Start of Exercise data

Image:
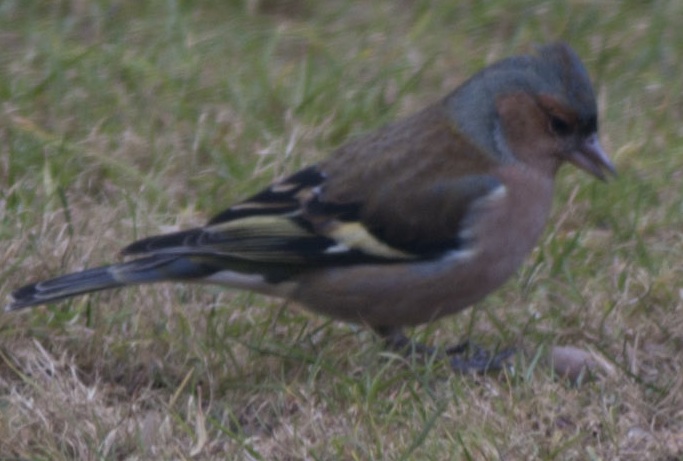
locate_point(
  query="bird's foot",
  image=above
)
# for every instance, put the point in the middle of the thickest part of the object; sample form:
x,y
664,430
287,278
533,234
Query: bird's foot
x,y
471,358
463,358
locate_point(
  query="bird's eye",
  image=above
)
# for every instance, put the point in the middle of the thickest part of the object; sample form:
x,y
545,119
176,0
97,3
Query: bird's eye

End of Exercise data

Can you repeat the items above exactly, line for line, leaving out the pictures?

Image:
locate_point(
  query="bird's foot",
  image=above
)
# for every instance, put the point in the middle of the thickest part of the object; sample form:
x,y
664,430
287,278
533,234
Query: bird's foot
x,y
471,358
463,358
locate_point(
  query="bird's eye",
  image=above
)
# for every instance, put the point in the middle of the thickest part of the object; sample form:
x,y
545,119
176,0
97,3
Query: bird's eye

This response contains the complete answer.